SET PROBLEM:
Turn the lines below into a numbered list, skipping any blank lines and omitting the pictures.

TASK INPUT:
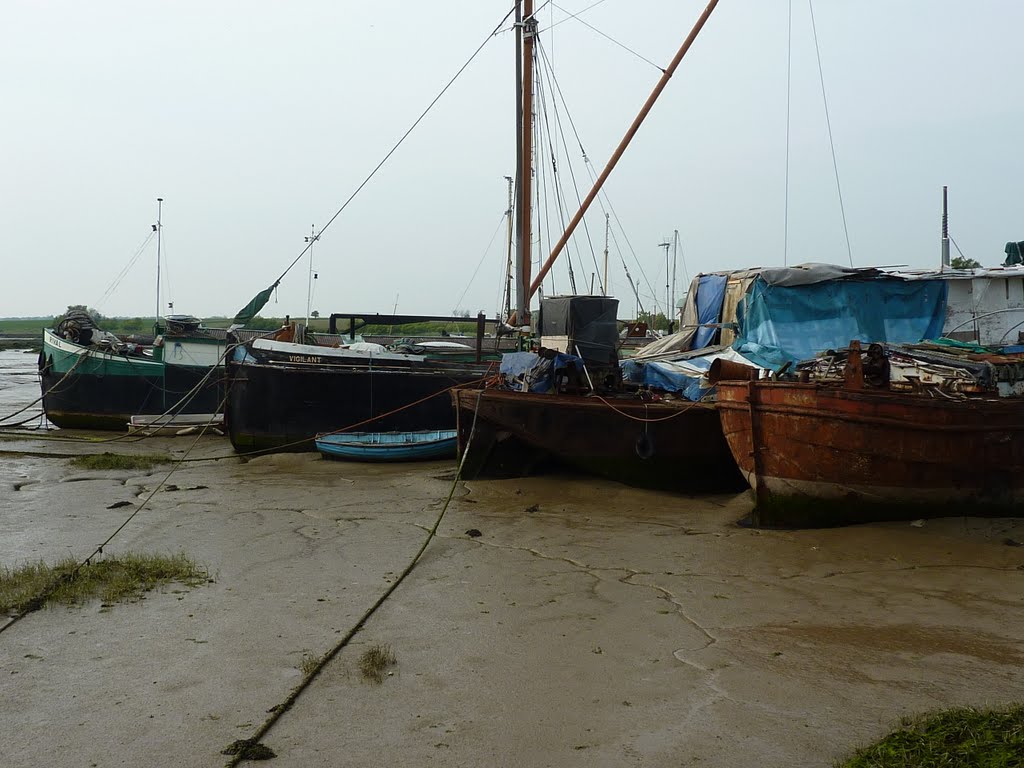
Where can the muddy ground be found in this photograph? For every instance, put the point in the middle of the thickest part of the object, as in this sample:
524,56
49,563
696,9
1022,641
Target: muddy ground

TASK RESULT:
1. Where can the muddy ground be found in this photograph? For every instance, put the point in the middle of the thickest part of the object, as in this sample:
2. 524,56
3. 49,563
4. 696,9
5. 1022,641
6. Target: muddy ground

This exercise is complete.